▶ [DOCUMENT PASSAGE]:

☆ ☆ ☆ ☆ ☆

He talks about the difficulty of finding and expressing the stories within, how being an emigrant helped.

"There is a great line at the end of James Joyce at the end of A Portrait of an Artist. He says, 'you find far from home what the heart knows and what it is'. There is something about being out of the home...

"The first thing that happens is you lose lots of friends, because you lose contact with them and then all that stuff that surrounds you like a warm bath is gone and you are dealing more with the realities of life because you are on your own. You make new friends, and the friends you have abroad you tend to have a rapport with them. Certainly, if you were an illegal, you would feel we were all illegal aliens. That's a very powerful feeling."

Sheridan and his wife Fran lived in America from 1980 to 1989. They came home when Sheridan was making In the Name of the Father.

"We were only temporarily illegal, we were legal when we went, and then we were illegal and but not like people who were really illegal and trying to work illegally and that's fucking very hard."

Is he political?

☆ ☆ ☆ ☆ ☆

▶ [EXERCISE TASK 1]:
Duplicate, word for word, the portion of the piece on Sheridan's years as an emigrant that starts with the words "Sheridan and his" and finishes with "Is he political?".
▶ [EXERCISE TASK 2]:
Carry on the piece about Sheridan's years as an emigrant, picking up after its final line.

☆ ☆ ☆ ☆ ☆

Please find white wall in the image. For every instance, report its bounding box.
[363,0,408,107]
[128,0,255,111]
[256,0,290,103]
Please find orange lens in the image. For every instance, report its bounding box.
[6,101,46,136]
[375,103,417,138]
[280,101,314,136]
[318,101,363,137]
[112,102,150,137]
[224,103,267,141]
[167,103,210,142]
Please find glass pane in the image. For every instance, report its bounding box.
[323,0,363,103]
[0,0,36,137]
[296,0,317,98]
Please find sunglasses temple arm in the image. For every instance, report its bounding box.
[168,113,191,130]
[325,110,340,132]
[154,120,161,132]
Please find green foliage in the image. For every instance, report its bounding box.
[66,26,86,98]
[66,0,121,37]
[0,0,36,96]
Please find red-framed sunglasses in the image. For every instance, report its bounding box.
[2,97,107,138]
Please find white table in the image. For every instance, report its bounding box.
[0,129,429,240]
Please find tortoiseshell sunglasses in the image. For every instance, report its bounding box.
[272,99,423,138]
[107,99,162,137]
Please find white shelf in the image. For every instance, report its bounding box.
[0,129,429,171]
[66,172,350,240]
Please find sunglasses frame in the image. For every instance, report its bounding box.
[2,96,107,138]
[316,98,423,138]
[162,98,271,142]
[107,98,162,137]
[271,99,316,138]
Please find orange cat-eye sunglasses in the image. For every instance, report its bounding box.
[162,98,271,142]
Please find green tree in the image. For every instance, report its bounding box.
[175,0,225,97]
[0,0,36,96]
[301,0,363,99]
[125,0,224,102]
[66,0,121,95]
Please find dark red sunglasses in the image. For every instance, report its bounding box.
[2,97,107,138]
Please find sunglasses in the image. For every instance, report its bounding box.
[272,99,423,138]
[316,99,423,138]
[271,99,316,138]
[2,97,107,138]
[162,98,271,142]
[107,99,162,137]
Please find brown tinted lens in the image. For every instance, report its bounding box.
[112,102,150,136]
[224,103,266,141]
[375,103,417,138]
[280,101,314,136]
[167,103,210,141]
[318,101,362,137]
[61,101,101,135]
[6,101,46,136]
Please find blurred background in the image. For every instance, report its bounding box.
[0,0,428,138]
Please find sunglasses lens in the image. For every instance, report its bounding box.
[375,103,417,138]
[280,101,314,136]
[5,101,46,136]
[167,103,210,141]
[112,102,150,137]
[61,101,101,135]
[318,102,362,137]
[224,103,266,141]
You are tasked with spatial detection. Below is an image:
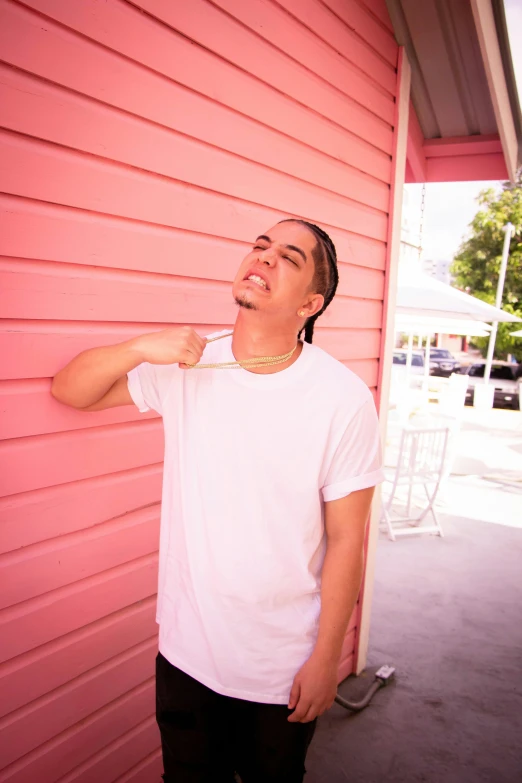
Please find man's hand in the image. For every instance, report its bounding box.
[131,326,207,369]
[288,653,337,723]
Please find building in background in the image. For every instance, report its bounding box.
[0,0,522,783]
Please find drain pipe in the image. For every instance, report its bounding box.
[335,664,395,712]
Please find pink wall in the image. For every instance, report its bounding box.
[0,0,397,783]
[406,102,509,182]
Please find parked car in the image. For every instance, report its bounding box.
[393,350,424,375]
[430,348,460,378]
[461,362,520,410]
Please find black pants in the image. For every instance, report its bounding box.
[156,653,316,783]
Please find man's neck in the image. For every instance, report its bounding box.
[232,308,303,375]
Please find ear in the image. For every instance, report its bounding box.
[297,294,324,318]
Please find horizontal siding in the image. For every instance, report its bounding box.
[0,597,156,717]
[0,555,158,668]
[0,131,387,241]
[0,468,162,554]
[0,0,397,783]
[3,680,155,783]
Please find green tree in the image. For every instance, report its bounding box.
[451,174,522,361]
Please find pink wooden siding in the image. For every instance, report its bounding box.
[0,0,397,783]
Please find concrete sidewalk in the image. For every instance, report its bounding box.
[306,411,522,783]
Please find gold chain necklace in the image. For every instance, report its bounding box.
[187,332,297,370]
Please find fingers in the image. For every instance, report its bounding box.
[288,696,312,723]
[288,679,301,710]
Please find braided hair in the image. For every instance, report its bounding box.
[280,218,339,343]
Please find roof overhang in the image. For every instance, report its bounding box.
[387,0,522,182]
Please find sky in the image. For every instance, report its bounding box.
[404,0,522,260]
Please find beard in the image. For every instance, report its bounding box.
[235,294,257,310]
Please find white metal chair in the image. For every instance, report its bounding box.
[381,426,450,541]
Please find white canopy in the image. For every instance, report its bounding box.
[395,312,491,337]
[396,264,522,324]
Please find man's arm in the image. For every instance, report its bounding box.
[288,487,374,723]
[51,326,206,411]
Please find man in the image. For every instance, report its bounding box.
[53,220,382,783]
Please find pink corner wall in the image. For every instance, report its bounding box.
[0,0,397,783]
[406,102,509,182]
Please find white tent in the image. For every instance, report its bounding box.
[395,313,491,337]
[396,264,522,324]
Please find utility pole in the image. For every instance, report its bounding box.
[484,223,515,384]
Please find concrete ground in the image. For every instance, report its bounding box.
[306,409,522,783]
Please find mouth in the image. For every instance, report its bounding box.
[244,272,270,291]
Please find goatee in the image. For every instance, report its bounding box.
[235,296,257,310]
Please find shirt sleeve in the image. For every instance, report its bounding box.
[127,362,177,416]
[322,399,384,502]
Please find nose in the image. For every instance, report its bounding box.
[259,247,276,266]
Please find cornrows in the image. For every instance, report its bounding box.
[280,218,339,343]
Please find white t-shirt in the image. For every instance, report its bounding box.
[128,335,383,704]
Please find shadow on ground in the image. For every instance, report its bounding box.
[306,510,522,783]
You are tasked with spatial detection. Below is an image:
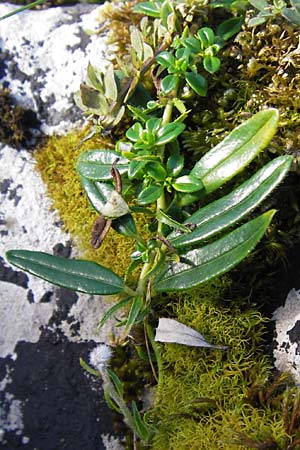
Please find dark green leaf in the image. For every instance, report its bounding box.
[76,150,129,181]
[106,368,124,397]
[156,51,176,68]
[185,72,207,97]
[183,37,201,53]
[281,8,300,27]
[156,122,185,145]
[133,2,160,17]
[146,162,167,181]
[6,250,125,295]
[112,214,137,239]
[156,209,190,233]
[168,156,292,248]
[191,108,278,193]
[197,27,215,48]
[125,297,144,335]
[132,402,149,442]
[126,122,143,142]
[98,297,132,330]
[137,184,163,205]
[79,358,100,377]
[161,75,179,94]
[153,210,275,292]
[203,55,221,73]
[80,83,109,115]
[172,175,203,193]
[216,17,244,41]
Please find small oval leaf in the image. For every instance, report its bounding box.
[167,155,292,248]
[6,250,125,295]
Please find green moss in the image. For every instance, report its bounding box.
[153,277,298,450]
[35,131,145,275]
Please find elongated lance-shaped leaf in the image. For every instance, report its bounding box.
[191,109,279,193]
[6,250,125,295]
[167,155,292,248]
[76,149,129,181]
[153,210,275,292]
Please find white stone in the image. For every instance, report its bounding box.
[0,3,112,134]
[272,289,300,384]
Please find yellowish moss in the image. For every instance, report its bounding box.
[153,277,290,450]
[35,130,145,275]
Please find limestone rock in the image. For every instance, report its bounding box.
[272,289,300,384]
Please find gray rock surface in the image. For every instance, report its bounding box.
[0,4,122,450]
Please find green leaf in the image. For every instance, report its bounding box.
[160,0,174,29]
[185,72,207,97]
[81,177,114,214]
[167,156,292,248]
[153,210,275,292]
[0,0,47,21]
[156,209,190,233]
[125,297,144,336]
[248,0,270,11]
[182,37,201,53]
[197,27,215,48]
[146,162,167,181]
[132,401,149,442]
[172,175,203,192]
[128,159,147,180]
[156,122,185,145]
[281,8,300,26]
[133,2,160,18]
[79,358,100,377]
[6,250,125,295]
[106,367,124,397]
[112,214,137,239]
[156,51,176,69]
[161,75,179,94]
[137,184,163,205]
[80,83,109,115]
[191,108,279,193]
[87,63,104,93]
[216,17,244,41]
[248,16,271,27]
[167,155,184,177]
[98,297,133,330]
[76,149,129,181]
[203,55,221,74]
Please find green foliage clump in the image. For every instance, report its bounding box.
[0,88,37,148]
[152,277,290,450]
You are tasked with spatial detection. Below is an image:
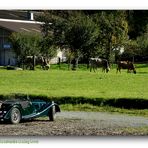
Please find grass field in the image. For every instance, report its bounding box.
[0,64,148,116]
[0,64,148,99]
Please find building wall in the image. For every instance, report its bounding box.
[0,28,16,66]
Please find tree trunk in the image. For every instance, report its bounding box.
[32,55,35,70]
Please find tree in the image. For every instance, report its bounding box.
[10,32,41,69]
[65,12,99,70]
[38,11,99,69]
[94,10,128,61]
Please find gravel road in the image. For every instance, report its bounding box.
[0,111,148,136]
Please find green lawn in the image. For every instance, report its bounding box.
[0,64,148,99]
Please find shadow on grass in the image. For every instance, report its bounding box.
[0,94,148,109]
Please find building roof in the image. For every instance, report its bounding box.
[0,19,41,33]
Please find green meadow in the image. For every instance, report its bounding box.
[0,64,148,116]
[0,64,148,99]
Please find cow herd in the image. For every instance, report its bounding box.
[89,58,136,74]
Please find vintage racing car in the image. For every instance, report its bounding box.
[0,98,60,124]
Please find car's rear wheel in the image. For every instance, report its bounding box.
[10,108,21,124]
[49,106,56,121]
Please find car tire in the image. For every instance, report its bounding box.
[49,106,56,121]
[10,108,21,124]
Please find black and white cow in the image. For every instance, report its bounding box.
[89,58,110,73]
[117,61,136,74]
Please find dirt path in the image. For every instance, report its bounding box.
[0,112,148,136]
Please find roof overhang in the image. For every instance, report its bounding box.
[0,19,43,34]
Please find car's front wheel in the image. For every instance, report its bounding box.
[10,108,21,124]
[49,106,56,121]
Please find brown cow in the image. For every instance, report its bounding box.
[117,61,136,74]
[89,58,110,73]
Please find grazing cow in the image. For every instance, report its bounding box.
[89,58,110,73]
[117,61,136,74]
[24,56,50,70]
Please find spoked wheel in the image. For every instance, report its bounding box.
[49,106,56,121]
[10,108,21,124]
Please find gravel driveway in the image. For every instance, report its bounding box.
[0,111,148,136]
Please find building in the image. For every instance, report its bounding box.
[0,10,41,66]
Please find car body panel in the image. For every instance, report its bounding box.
[0,99,60,121]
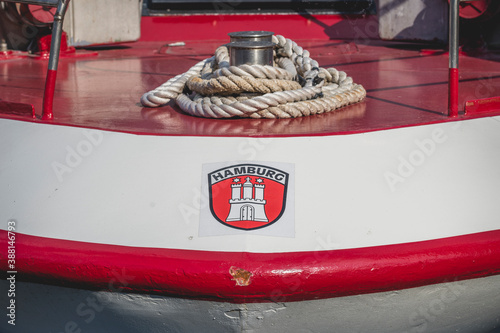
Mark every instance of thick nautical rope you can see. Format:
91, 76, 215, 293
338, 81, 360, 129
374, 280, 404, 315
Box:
141, 35, 366, 118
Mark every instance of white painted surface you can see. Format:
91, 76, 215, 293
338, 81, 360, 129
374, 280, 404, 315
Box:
376, 0, 449, 42
0, 276, 500, 333
63, 0, 142, 46
0, 117, 500, 252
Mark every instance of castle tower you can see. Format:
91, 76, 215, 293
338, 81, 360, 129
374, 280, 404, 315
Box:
254, 178, 266, 200
231, 178, 241, 200
243, 177, 253, 199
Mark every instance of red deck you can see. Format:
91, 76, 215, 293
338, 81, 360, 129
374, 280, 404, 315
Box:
0, 15, 500, 136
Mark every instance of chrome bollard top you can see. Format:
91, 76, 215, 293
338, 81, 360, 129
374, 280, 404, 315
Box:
227, 31, 274, 66
228, 31, 274, 42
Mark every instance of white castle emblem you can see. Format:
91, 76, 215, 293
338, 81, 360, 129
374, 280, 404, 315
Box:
226, 177, 269, 222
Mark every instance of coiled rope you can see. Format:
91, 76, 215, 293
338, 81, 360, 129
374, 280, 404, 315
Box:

☆ ☆ ☆ ☆ ☆

▶ [RIGHT ANSWER 1]:
Sheridan and his wife Fran lived in America from 1980 to 1989. They came home when Sheridan was making In the Name of the Father.

"We were only temporarily illegal, we were legal when we went, and then we were illegal and but not like people who were really illegal and trying to work illegally and that's fucking very hard."

Is he political?

▶ [RIGHT ANSWER 2]:
"I don't know... I do pay attention to it but not as much as I used to. I think since 11 September and the whole Islamic fundamentalist thing, and all that, it (his politics) shifted into a world perspective instead of just an Irish one. I'm more interested in what's happening in the Islamic world now, or what's happening there, than I am in the Irish one. It seems like a much smaller argument now.

"I don't think the use of Shannon for American planes is good. I think we should either be fucking in the war or out of the war. We should not be on the fence. I mean, we have a choice.

"When you are outside of it (America), you feel you should protest, or whatever, but when you are there... You know, it's like England – nobody ever voted for Margaret Thatcher that I ever met. In America I have never met somebody who voted for Bush in New York or LA so I have no interaction where I can get angry, because everybody is going, 'how do we get rid of this guy?'"

He talks about a politics of identity, of culture, of theatre.

"Yeats was quite crazy with the stuff he wrote about. The level of madness he was on in relation to the birth of a nation, or the idea of something coming into being... I don't know what type of drugs they were on but they were very interesting, and there has not been that type of discussion since, and there has been a traumatic history in which there is stuff that could work on stage that couldn't work in movies, for instance.

"The stage is much more able to take tragedy than a movie because it's more intellectual, it's more in the head... The theatre is a place more for ideas whereas the movies is more a place for emotions."

Sheridan talks fondly about some of the actors he has worked with, notably Daniel Day Lewis and Richard Harris.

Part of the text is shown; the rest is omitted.